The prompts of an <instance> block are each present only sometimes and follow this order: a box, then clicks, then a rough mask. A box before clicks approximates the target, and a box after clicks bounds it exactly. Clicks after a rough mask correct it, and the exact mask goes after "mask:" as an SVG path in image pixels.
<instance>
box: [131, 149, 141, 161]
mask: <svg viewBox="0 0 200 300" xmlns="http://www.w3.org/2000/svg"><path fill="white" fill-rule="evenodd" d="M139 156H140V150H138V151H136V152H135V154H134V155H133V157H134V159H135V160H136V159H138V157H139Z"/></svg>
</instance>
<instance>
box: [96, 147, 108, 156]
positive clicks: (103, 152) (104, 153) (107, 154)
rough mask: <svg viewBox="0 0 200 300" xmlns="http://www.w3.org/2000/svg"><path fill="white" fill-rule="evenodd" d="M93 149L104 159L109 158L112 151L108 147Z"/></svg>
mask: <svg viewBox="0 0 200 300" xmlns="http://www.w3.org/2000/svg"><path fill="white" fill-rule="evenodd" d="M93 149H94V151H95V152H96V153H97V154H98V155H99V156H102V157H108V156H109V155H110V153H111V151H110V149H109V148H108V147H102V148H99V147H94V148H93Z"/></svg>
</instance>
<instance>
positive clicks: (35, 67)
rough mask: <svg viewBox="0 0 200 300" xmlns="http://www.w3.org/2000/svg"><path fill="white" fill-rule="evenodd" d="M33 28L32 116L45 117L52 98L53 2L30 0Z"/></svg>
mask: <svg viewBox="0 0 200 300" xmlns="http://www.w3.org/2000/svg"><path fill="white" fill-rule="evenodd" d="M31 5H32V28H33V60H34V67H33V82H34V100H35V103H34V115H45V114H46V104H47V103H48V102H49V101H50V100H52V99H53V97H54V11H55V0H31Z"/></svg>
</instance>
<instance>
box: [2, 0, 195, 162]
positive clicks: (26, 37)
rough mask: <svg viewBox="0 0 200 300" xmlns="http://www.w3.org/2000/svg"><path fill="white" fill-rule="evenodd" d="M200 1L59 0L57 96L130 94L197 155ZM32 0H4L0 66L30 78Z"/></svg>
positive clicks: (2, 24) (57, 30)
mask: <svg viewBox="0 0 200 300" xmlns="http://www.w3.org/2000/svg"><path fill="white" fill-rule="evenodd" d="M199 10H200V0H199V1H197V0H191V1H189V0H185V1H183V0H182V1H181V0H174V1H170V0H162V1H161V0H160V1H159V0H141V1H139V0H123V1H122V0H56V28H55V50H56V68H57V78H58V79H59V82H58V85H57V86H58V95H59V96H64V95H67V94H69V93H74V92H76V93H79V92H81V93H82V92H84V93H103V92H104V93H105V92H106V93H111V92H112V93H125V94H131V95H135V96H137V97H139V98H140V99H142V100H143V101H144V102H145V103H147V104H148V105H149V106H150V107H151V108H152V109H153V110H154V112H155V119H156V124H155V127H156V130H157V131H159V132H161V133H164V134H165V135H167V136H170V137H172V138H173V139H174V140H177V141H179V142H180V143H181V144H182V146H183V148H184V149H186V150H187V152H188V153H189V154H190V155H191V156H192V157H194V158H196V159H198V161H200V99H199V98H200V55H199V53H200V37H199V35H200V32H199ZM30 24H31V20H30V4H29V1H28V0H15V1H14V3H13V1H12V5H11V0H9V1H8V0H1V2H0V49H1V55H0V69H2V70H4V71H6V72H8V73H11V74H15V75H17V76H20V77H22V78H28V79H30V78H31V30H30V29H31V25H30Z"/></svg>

•••••

What the task asks
The expected response is the full data, reproduced exactly.

Expected output
The prompts of an <instance> block are each present only sometimes and follow this order: a box, then clicks, then a rough mask. A box before clicks approximates the target, and a box after clicks bounds it exactly. Clicks after a rough mask correct it, and the exact mask goes after "mask:" as an SVG path in image pixels.
<instance>
box: [131, 149, 141, 161]
mask: <svg viewBox="0 0 200 300" xmlns="http://www.w3.org/2000/svg"><path fill="white" fill-rule="evenodd" d="M139 156H140V150H138V151H136V152H135V154H134V155H133V157H134V159H135V160H136V159H138V157H139Z"/></svg>
</instance>
<instance>
box: [96, 147, 108, 156]
positive clicks: (103, 152) (104, 153) (107, 154)
rough mask: <svg viewBox="0 0 200 300" xmlns="http://www.w3.org/2000/svg"><path fill="white" fill-rule="evenodd" d="M93 149L104 159L109 158L112 151L108 147Z"/></svg>
mask: <svg viewBox="0 0 200 300" xmlns="http://www.w3.org/2000/svg"><path fill="white" fill-rule="evenodd" d="M93 149H94V151H95V152H96V153H97V154H98V155H99V156H102V157H108V156H109V155H110V153H111V151H110V149H109V148H108V147H102V148H99V147H94V148H93Z"/></svg>
</instance>
<instance>
positive clicks: (35, 67)
rough mask: <svg viewBox="0 0 200 300" xmlns="http://www.w3.org/2000/svg"><path fill="white" fill-rule="evenodd" d="M33 28L32 116L45 117L52 98L53 2L30 0Z"/></svg>
mask: <svg viewBox="0 0 200 300" xmlns="http://www.w3.org/2000/svg"><path fill="white" fill-rule="evenodd" d="M31 5H32V28H33V60H34V67H33V82H34V100H35V103H34V115H45V114H46V104H47V103H48V102H49V101H50V100H52V99H53V97H54V11H55V0H31Z"/></svg>
</instance>
<instance>
box: [2, 0, 195, 162]
positive clicks: (26, 37)
rough mask: <svg viewBox="0 0 200 300" xmlns="http://www.w3.org/2000/svg"><path fill="white" fill-rule="evenodd" d="M200 1L59 0L57 96L130 94L197 155ZM32 0H4L0 66L30 78Z"/></svg>
positive clicks: (2, 24) (57, 30)
mask: <svg viewBox="0 0 200 300" xmlns="http://www.w3.org/2000/svg"><path fill="white" fill-rule="evenodd" d="M199 10H200V0H199V1H197V0H191V1H189V0H185V1H183V0H182V1H181V0H174V1H170V0H162V1H161V0H160V1H159V0H141V1H139V0H123V1H122V0H56V28H55V50H56V68H57V78H58V79H59V82H58V85H57V86H58V95H59V96H64V95H67V94H69V93H74V92H76V93H79V92H81V93H82V92H84V93H103V92H104V93H105V92H106V93H111V92H112V93H125V94H131V95H135V96H137V97H139V98H140V99H142V100H143V101H144V102H145V103H147V104H148V105H149V106H150V107H151V108H152V109H153V110H154V112H155V119H156V124H155V127H156V130H157V131H159V132H161V133H164V134H165V135H167V136H170V137H172V138H173V139H174V140H177V141H179V142H180V143H181V144H182V146H183V148H184V149H186V150H187V152H188V153H189V154H190V155H191V156H192V157H194V158H196V159H198V161H200V99H199V98H200V55H199V53H200V37H199V35H200V32H199ZM30 24H31V20H30V4H29V1H28V0H15V1H14V3H13V1H12V5H11V0H9V1H8V0H1V2H0V49H1V55H0V69H2V70H4V71H6V72H8V73H11V74H15V75H17V76H20V77H22V78H28V79H30V78H31V30H30V29H31V25H30Z"/></svg>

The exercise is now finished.